_What you will do_:
Rewrite the records below with every "Emitted" changed to "Proposed" and nothing else altered. Omit the pictures from your answer.

_Material_:
--------------------
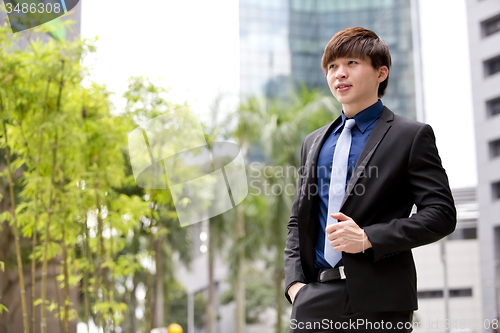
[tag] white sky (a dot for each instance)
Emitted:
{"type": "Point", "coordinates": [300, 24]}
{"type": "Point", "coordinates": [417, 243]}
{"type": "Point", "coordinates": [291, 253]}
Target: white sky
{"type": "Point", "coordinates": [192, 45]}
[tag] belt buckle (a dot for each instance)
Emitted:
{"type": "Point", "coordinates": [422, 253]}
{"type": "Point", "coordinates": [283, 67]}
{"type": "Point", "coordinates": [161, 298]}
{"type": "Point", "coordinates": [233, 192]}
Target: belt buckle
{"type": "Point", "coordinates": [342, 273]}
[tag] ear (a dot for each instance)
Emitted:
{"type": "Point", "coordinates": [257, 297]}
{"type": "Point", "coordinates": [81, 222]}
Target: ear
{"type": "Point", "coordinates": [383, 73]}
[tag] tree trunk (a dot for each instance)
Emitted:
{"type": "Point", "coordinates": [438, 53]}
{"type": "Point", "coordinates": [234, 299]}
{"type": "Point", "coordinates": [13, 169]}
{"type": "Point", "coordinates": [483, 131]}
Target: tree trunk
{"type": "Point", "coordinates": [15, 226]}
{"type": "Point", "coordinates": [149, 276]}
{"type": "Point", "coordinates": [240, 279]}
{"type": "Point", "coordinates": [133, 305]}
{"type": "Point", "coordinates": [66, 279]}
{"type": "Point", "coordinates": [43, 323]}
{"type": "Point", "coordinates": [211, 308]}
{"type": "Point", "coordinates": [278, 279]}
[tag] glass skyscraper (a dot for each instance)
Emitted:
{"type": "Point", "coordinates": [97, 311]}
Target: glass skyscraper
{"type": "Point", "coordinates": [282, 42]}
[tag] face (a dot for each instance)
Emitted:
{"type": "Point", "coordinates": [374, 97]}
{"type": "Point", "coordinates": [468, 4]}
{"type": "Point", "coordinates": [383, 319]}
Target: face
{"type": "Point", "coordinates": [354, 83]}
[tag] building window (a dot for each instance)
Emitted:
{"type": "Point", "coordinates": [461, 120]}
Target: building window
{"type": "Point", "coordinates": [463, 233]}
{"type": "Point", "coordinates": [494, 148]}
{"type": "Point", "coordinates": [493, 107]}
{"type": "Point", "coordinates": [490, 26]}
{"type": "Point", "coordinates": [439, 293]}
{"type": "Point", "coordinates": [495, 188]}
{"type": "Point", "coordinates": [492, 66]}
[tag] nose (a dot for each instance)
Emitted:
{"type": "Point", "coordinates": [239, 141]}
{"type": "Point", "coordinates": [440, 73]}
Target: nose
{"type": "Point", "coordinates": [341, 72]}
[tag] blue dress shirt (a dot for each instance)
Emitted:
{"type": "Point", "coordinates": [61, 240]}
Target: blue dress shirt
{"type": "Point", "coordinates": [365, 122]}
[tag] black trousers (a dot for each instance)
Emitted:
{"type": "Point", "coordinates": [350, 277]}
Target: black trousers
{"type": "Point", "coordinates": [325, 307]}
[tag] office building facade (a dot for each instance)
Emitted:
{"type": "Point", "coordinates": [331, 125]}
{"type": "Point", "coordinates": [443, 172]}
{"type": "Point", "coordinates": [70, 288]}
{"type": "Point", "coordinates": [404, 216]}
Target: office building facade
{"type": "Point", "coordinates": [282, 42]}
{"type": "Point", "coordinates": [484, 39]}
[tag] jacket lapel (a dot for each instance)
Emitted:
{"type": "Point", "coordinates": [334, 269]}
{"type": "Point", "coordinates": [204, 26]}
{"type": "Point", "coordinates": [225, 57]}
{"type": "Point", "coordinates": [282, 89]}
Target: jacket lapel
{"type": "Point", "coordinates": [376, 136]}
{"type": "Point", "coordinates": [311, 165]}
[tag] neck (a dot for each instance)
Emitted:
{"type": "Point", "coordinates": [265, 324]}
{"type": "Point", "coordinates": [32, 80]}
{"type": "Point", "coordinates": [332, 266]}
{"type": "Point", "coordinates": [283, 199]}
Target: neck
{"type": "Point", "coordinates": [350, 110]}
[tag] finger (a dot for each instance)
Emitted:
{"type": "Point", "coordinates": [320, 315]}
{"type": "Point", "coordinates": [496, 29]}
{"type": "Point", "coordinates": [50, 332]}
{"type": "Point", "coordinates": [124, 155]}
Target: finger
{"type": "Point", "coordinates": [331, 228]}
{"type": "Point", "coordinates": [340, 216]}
--------------------
_Correct result_:
[tag] white sky (a dot for each instance)
Proposed:
{"type": "Point", "coordinates": [300, 24]}
{"type": "Point", "coordinates": [417, 243]}
{"type": "Point", "coordinates": [291, 253]}
Target: white sky
{"type": "Point", "coordinates": [192, 45]}
[tag] belt buckle (a dot for each instance)
Proposed:
{"type": "Point", "coordinates": [422, 253]}
{"type": "Point", "coordinates": [283, 67]}
{"type": "Point", "coordinates": [161, 298]}
{"type": "Point", "coordinates": [233, 192]}
Target: belt buckle
{"type": "Point", "coordinates": [342, 273]}
[tag] ear (a dot for each instance)
Proposed:
{"type": "Point", "coordinates": [257, 297]}
{"type": "Point", "coordinates": [81, 222]}
Target: ear
{"type": "Point", "coordinates": [383, 73]}
[tag] tree trunk (a dot for each instance)
Proposed:
{"type": "Point", "coordinates": [438, 53]}
{"type": "Point", "coordinates": [234, 299]}
{"type": "Point", "coordinates": [13, 169]}
{"type": "Point", "coordinates": [483, 131]}
Target: tree trunk
{"type": "Point", "coordinates": [15, 226]}
{"type": "Point", "coordinates": [149, 276]}
{"type": "Point", "coordinates": [240, 279]}
{"type": "Point", "coordinates": [133, 305]}
{"type": "Point", "coordinates": [66, 279]}
{"type": "Point", "coordinates": [43, 323]}
{"type": "Point", "coordinates": [211, 308]}
{"type": "Point", "coordinates": [278, 279]}
[tag] glass skyscraper (a dot for each instance)
Proposed:
{"type": "Point", "coordinates": [97, 311]}
Target: glass skyscraper
{"type": "Point", "coordinates": [282, 42]}
[tag] face (a dot for each instance)
Proposed:
{"type": "Point", "coordinates": [374, 97]}
{"type": "Point", "coordinates": [468, 4]}
{"type": "Point", "coordinates": [383, 319]}
Target: face
{"type": "Point", "coordinates": [354, 83]}
[tag] building window (a dot for each instance)
Proposed:
{"type": "Point", "coordinates": [461, 120]}
Target: building window
{"type": "Point", "coordinates": [463, 233]}
{"type": "Point", "coordinates": [494, 148]}
{"type": "Point", "coordinates": [493, 107]}
{"type": "Point", "coordinates": [490, 26]}
{"type": "Point", "coordinates": [439, 293]}
{"type": "Point", "coordinates": [495, 188]}
{"type": "Point", "coordinates": [492, 66]}
[tag] nose (a dot for each instance)
Proposed:
{"type": "Point", "coordinates": [239, 141]}
{"type": "Point", "coordinates": [440, 73]}
Target: nose
{"type": "Point", "coordinates": [341, 72]}
[tag] blue dress shirt (a dot for each instance)
Proposed:
{"type": "Point", "coordinates": [61, 240]}
Target: blue dress shirt
{"type": "Point", "coordinates": [365, 122]}
[tag] black trousers (a dot for each instance)
Proposed:
{"type": "Point", "coordinates": [350, 277]}
Target: black trousers
{"type": "Point", "coordinates": [325, 307]}
[tag] office building facade (a dot for each instance)
Proposed:
{"type": "Point", "coordinates": [331, 125]}
{"type": "Point", "coordinates": [443, 172]}
{"type": "Point", "coordinates": [70, 288]}
{"type": "Point", "coordinates": [404, 216]}
Target: office building facade
{"type": "Point", "coordinates": [282, 42]}
{"type": "Point", "coordinates": [484, 39]}
[tag] jacket lapel (a dot for each instance)
Proposed:
{"type": "Point", "coordinates": [334, 269]}
{"type": "Point", "coordinates": [204, 26]}
{"type": "Point", "coordinates": [225, 57]}
{"type": "Point", "coordinates": [282, 89]}
Target: jacket lapel
{"type": "Point", "coordinates": [376, 136]}
{"type": "Point", "coordinates": [311, 165]}
[tag] neck (a dot for each instance)
Proposed:
{"type": "Point", "coordinates": [265, 324]}
{"type": "Point", "coordinates": [32, 80]}
{"type": "Point", "coordinates": [332, 266]}
{"type": "Point", "coordinates": [283, 199]}
Target: neck
{"type": "Point", "coordinates": [350, 110]}
[tag] finger (a dot for each instance)
Proposed:
{"type": "Point", "coordinates": [320, 315]}
{"type": "Point", "coordinates": [496, 29]}
{"type": "Point", "coordinates": [50, 332]}
{"type": "Point", "coordinates": [124, 155]}
Target: finger
{"type": "Point", "coordinates": [331, 228]}
{"type": "Point", "coordinates": [340, 216]}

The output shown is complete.